Rewrite all of the entries below, requests included, and multiply every pixel coordinate in the answers by 1.1, rounding each result to a whole number with halves rounded up. Leave the pictures out of your answer.

>>>

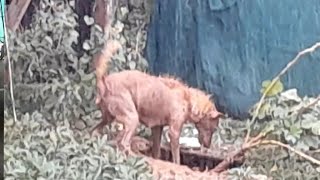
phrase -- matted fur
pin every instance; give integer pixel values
(132, 96)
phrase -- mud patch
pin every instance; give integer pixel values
(195, 163)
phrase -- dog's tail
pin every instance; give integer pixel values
(101, 61)
(102, 58)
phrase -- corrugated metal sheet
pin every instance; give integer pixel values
(228, 47)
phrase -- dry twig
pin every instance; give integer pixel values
(300, 153)
(282, 72)
(10, 74)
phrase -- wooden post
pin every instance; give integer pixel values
(100, 13)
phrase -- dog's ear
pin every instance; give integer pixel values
(216, 114)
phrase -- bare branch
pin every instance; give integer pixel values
(300, 153)
(282, 72)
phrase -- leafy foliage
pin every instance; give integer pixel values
(55, 88)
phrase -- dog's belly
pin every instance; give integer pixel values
(152, 121)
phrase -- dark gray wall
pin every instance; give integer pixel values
(228, 47)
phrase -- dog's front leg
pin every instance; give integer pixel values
(130, 125)
(174, 134)
(156, 138)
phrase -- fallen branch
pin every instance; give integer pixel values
(300, 153)
(253, 142)
(282, 72)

<<<

*Response*.
phrase -- matted fur
pin every instance; give integer pixel values
(145, 106)
phrase -- mud patch
pin every instance; give integer pixel values
(215, 179)
phrase -- dog's tail
pin every instance; give integer pixel values
(111, 67)
(112, 64)
phrase -- corrugated metal sheet
pin every instance; give integer pixel values
(251, 52)
phrase -- dry twig
pin every instance; give integer pixel values
(330, 168)
(310, 79)
(11, 81)
phrase -- wooden post
pin every instance; give integer pixel values
(110, 14)
phrase -- dog's ear
pin every instance; give integer pixel values
(238, 125)
phrase -- bare branch
pin every instance; give integer pixel values
(330, 168)
(310, 79)
phrase -- leafy foliage
pin every instance; give integer pixel values
(61, 97)
phrase -- dog's belly
pin every instance; give integer pixel values
(167, 133)
phrase -- dark gray wall
pin every instance; give integer pixel values
(251, 52)
phrase -- dog's front leg
pin every instance; give integer pixel values
(143, 138)
(191, 147)
(172, 152)
phrase -- fallen branch
pin every instance; give integer pixel values
(330, 168)
(278, 156)
(310, 79)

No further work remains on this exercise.